**EXERCISE DETAILS:** Only a slice of the listing below is wanted. Retype the lines from the one containing "negative clicks: (460, 339) (295, 356)" through the one containing "positive clicks: (371, 186) (370, 202)", exactly, both ends included.

**RECORD EXTRACTS:**
*** Begin section ***
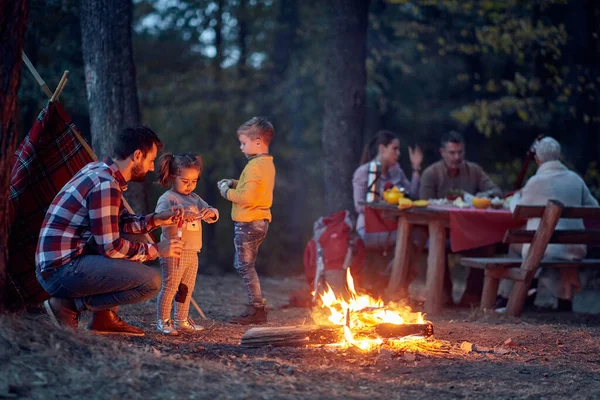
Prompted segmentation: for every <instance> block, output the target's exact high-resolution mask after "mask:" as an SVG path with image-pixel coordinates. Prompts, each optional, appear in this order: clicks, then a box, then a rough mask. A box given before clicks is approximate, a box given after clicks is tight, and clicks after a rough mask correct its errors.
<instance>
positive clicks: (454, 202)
mask: <svg viewBox="0 0 600 400" xmlns="http://www.w3.org/2000/svg"><path fill="white" fill-rule="evenodd" d="M452 205H453V206H455V207H458V208H467V207H469V203H465V201H464V200H463V199H462V197H457V198H456V199H455V200H454V201H453V202H452Z"/></svg>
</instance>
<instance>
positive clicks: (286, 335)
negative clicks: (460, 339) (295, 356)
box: [241, 324, 433, 347]
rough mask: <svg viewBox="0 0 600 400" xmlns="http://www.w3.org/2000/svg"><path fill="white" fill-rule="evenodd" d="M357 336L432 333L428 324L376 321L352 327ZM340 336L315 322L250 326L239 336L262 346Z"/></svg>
mask: <svg viewBox="0 0 600 400" xmlns="http://www.w3.org/2000/svg"><path fill="white" fill-rule="evenodd" d="M353 333H354V334H355V337H356V338H357V339H371V338H374V337H376V336H379V337H381V338H385V339H392V338H402V337H405V336H410V335H419V336H423V337H429V336H431V335H433V325H431V324H402V325H395V324H379V325H377V326H375V327H373V329H365V330H357V331H353ZM343 337H344V328H343V327H325V326H319V325H305V326H280V327H263V328H252V329H249V330H248V331H246V333H244V335H243V336H242V341H241V345H242V346H248V347H262V346H276V347H279V346H305V345H309V344H331V343H338V342H340V340H342V339H343Z"/></svg>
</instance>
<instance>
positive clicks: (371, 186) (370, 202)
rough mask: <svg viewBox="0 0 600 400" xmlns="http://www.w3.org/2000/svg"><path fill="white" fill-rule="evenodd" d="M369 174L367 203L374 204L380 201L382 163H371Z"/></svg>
mask: <svg viewBox="0 0 600 400" xmlns="http://www.w3.org/2000/svg"><path fill="white" fill-rule="evenodd" d="M368 171H369V172H368V173H367V198H366V201H367V203H372V202H374V201H376V200H379V198H380V193H379V177H380V176H381V163H380V162H379V161H371V162H370V163H369V169H368Z"/></svg>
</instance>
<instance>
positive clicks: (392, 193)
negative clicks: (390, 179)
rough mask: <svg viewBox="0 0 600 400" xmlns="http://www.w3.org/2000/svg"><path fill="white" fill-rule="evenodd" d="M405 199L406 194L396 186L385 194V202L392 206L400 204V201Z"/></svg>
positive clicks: (383, 193) (392, 187)
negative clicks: (399, 202)
mask: <svg viewBox="0 0 600 400" xmlns="http://www.w3.org/2000/svg"><path fill="white" fill-rule="evenodd" d="M403 197H404V193H402V192H401V191H400V189H398V188H397V187H396V186H394V187H392V188H391V189H388V190H386V191H385V192H383V200H385V201H387V202H388V203H390V204H398V200H399V199H401V198H403Z"/></svg>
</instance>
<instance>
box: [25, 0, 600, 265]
mask: <svg viewBox="0 0 600 400" xmlns="http://www.w3.org/2000/svg"><path fill="white" fill-rule="evenodd" d="M371 4H372V5H371V9H370V14H369V27H368V47H367V52H368V56H367V61H366V68H367V80H368V81H367V123H366V126H365V129H364V137H363V141H362V143H366V142H367V140H368V139H369V138H370V137H371V136H372V135H373V134H374V133H375V132H376V131H377V130H379V129H389V130H392V131H393V132H396V133H397V134H398V135H399V136H400V139H401V145H402V156H401V160H400V162H401V165H402V166H403V167H404V170H405V171H409V170H410V165H409V162H408V152H407V150H406V146H409V145H410V146H412V145H415V144H419V145H420V146H421V148H422V149H423V150H424V153H425V161H424V166H427V165H428V164H430V163H432V162H435V161H437V160H438V159H439V152H438V148H439V138H440V136H441V134H442V133H444V132H446V131H448V130H450V129H457V130H459V131H461V132H462V133H463V134H464V135H465V138H466V141H467V157H468V159H470V160H472V161H475V162H478V163H480V164H481V165H482V166H483V167H484V168H485V169H486V170H487V171H488V172H489V173H490V175H491V176H492V178H493V179H494V180H495V181H496V182H497V183H498V184H500V185H501V187H502V188H504V189H505V190H512V187H513V184H514V181H515V179H516V176H517V174H518V172H519V171H520V169H521V165H522V159H523V157H522V155H524V154H525V151H526V150H527V149H528V148H529V146H530V144H531V142H532V141H533V140H534V138H535V137H536V136H537V135H538V134H539V133H545V134H548V135H551V136H554V137H556V138H557V139H558V140H559V141H560V142H561V144H563V150H564V153H565V158H566V159H567V161H569V162H570V165H572V166H573V167H574V168H575V169H577V170H579V171H585V170H586V169H587V172H586V173H585V175H584V176H585V179H586V181H587V182H588V184H590V185H591V187H592V188H593V190H594V193H595V194H600V193H599V190H600V189H598V188H600V178H598V176H599V175H598V171H597V166H596V165H595V164H593V163H592V164H590V162H591V161H596V160H597V159H598V158H599V151H600V143H599V142H600V138H599V137H598V136H599V135H598V133H599V132H600V130H599V129H598V123H599V122H600V116H599V115H598V106H597V104H598V103H597V101H598V100H597V99H598V98H599V96H598V84H599V83H600V76H599V74H598V66H597V62H596V61H597V58H594V57H595V56H596V54H597V52H598V41H597V37H598V32H597V27H596V26H593V27H592V28H590V26H591V25H593V24H590V23H589V22H588V23H586V24H584V22H586V21H590V20H592V21H593V20H594V19H593V18H595V21H597V20H598V6H597V5H596V4H595V3H594V2H591V1H590V2H577V0H571V1H567V0H537V1H535V2H528V1H524V0H504V1H491V0H481V1H470V0H463V1H459V0H421V1H419V0H413V1H408V0H372V2H371ZM581 4H587V6H585V7H587V8H585V7H584V8H585V9H584V8H582V7H583V6H581ZM219 5H220V6H221V8H219ZM326 8H327V7H326V4H325V2H319V1H315V0H309V1H294V0H268V1H263V0H176V1H153V0H136V1H135V11H134V12H135V25H134V27H135V30H134V38H133V40H134V56H135V61H136V68H137V81H138V91H139V99H140V106H141V111H142V120H143V122H144V123H145V124H147V125H149V126H151V127H152V128H153V129H155V130H156V131H157V132H158V133H159V135H160V136H161V138H162V139H164V142H165V144H166V150H167V151H171V152H174V153H178V152H184V151H186V152H187V151H192V152H197V153H199V154H201V155H202V157H203V159H204V162H205V166H206V168H205V171H204V172H203V176H202V177H201V182H200V183H199V185H198V189H197V193H199V194H200V195H201V196H202V197H203V198H205V199H206V200H208V201H209V202H212V203H214V205H216V206H217V207H218V208H219V210H220V212H221V220H220V221H219V222H218V223H217V224H214V225H211V226H206V229H205V246H206V247H205V248H204V249H203V252H202V257H203V263H202V264H203V266H204V268H205V270H210V271H215V272H221V271H232V270H233V269H232V267H231V265H232V256H233V243H232V240H233V239H232V221H231V218H230V217H229V214H230V203H229V202H227V201H225V200H223V199H221V198H220V196H219V195H218V192H217V190H216V187H215V184H216V181H217V180H218V179H220V178H223V177H238V176H239V174H240V172H241V170H242V169H243V167H244V165H245V162H246V161H245V159H244V157H243V155H242V154H241V153H240V151H239V147H238V146H239V145H238V142H237V137H236V129H237V127H238V126H239V125H240V124H241V123H243V122H244V121H245V120H247V119H249V118H250V117H252V116H254V115H265V116H267V117H269V118H270V119H271V120H272V121H273V123H274V125H275V131H276V133H275V140H274V142H273V145H272V148H271V150H272V153H273V154H274V156H275V163H276V167H277V179H276V188H275V201H274V205H273V208H272V213H273V224H272V225H271V227H270V232H269V234H268V235H267V239H266V241H265V243H264V244H263V245H262V247H261V251H260V257H259V263H258V268H259V270H260V271H261V272H265V271H268V272H269V273H285V274H289V273H293V272H299V271H301V265H302V251H303V248H304V245H305V244H306V242H307V241H308V239H309V238H310V236H311V235H312V224H313V222H314V221H315V220H316V219H317V218H318V217H320V216H322V205H323V178H322V175H323V174H322V153H321V128H322V125H321V124H322V122H321V121H322V115H323V114H322V112H323V111H322V109H323V100H322V98H323V96H322V94H323V91H324V90H325V88H326V82H325V80H324V75H325V71H326V69H327V65H325V63H324V61H323V60H324V59H325V58H326V57H325V55H326V53H327V52H328V50H329V49H328V48H327V45H326V43H327V42H326V40H325V39H326V37H327V33H328V32H327V29H326V23H325V16H326ZM78 13H79V11H78V2H77V1H71V0H70V1H62V2H45V1H32V2H31V5H30V13H29V24H28V28H27V41H26V45H25V50H26V52H27V53H28V54H29V56H30V57H31V58H32V61H33V62H34V64H35V65H36V67H37V68H38V70H39V72H40V74H41V75H42V76H43V77H44V78H45V79H46V80H47V82H48V84H49V86H50V87H51V89H53V88H54V86H55V85H56V84H57V83H58V80H59V79H60V76H61V74H62V72H63V71H64V70H65V69H68V70H69V71H70V79H69V83H68V85H67V87H66V89H65V91H64V93H63V95H62V97H61V101H62V102H63V104H64V105H65V108H66V109H67V111H68V112H69V114H70V115H71V117H72V118H73V119H74V121H75V123H76V124H77V125H78V127H79V128H80V129H81V130H82V131H83V132H84V133H87V132H89V122H88V110H87V103H86V101H85V99H86V93H85V85H84V71H83V65H82V57H81V41H80V32H79V18H78ZM569 13H571V14H570V15H572V16H571V17H570V19H567V14H569ZM573 15H574V16H573ZM592 16H593V18H592ZM580 24H581V25H582V28H581V30H582V32H584V36H583V37H584V38H588V37H590V38H593V37H595V38H596V39H595V41H589V43H588V42H585V46H584V45H581V46H579V47H578V46H577V43H576V42H574V38H575V37H576V35H580V36H577V37H582V36H581V35H582V33H581V32H579V30H578V29H579V25H580ZM219 27H220V28H219ZM584 28H585V29H584ZM218 33H220V34H218ZM588 34H589V35H588ZM586 35H587V36H586ZM590 35H592V36H590ZM593 35H596V36H593ZM586 40H587V39H586ZM349 45H352V44H349ZM594 60H595V61H594ZM22 76H23V78H22V82H21V90H20V99H19V101H20V113H21V116H22V125H23V129H22V131H26V130H27V129H28V127H29V126H30V122H31V121H32V120H33V118H34V117H35V116H36V115H37V113H38V112H39V110H40V109H41V108H42V107H43V104H44V102H45V96H44V95H43V94H42V93H41V91H40V90H39V88H38V87H37V84H36V83H35V81H34V80H33V78H32V77H31V75H30V74H29V73H28V72H24V73H23V74H22ZM347 162H348V163H351V164H352V165H356V166H358V165H357V164H358V160H347ZM532 164H533V163H532ZM534 169H535V166H534V165H531V166H530V168H529V171H528V174H529V175H530V174H531V173H533V171H534ZM163 191H164V188H161V187H158V186H155V187H153V189H152V193H151V197H152V201H154V202H155V201H156V200H157V199H158V196H160V194H161V193H162V192H163ZM347 196H352V193H347Z"/></svg>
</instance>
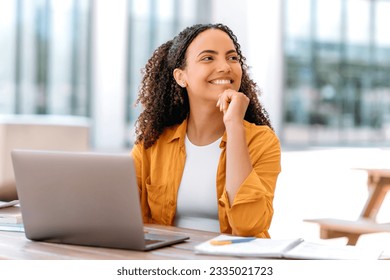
*** End section ***
**ANSWER SECTION:**
negative clicks: (460, 339) (295, 356)
box: [241, 324, 433, 347]
rough mask: <svg viewBox="0 0 600 400" xmlns="http://www.w3.org/2000/svg"><path fill="white" fill-rule="evenodd" d="M357 336L432 333L428 324L376 321L352 327ZM340 336L315 322L250 326L239 336L262 346Z"/></svg>
mask: <svg viewBox="0 0 600 400" xmlns="http://www.w3.org/2000/svg"><path fill="white" fill-rule="evenodd" d="M353 333H354V334H355V337H356V338H357V339H371V338H374V337H376V336H379V337H381V338H385V339H392V338H402V337H405V336H410V335H419V336H423V337H429V336H431V335H433V325H431V324H402V325H395V324H379V325H377V326H375V327H373V329H365V330H357V331H353ZM343 337H344V328H343V327H325V326H319V325H305V326H280V327H263V328H252V329H249V330H248V331H246V333H244V335H243V336H242V341H241V345H242V346H248V347H262V346H276V347H279V346H305V345H309V344H331V343H338V342H340V340H342V339H343Z"/></svg>
</instance>
<instance>
positive clicks: (371, 186) (370, 202)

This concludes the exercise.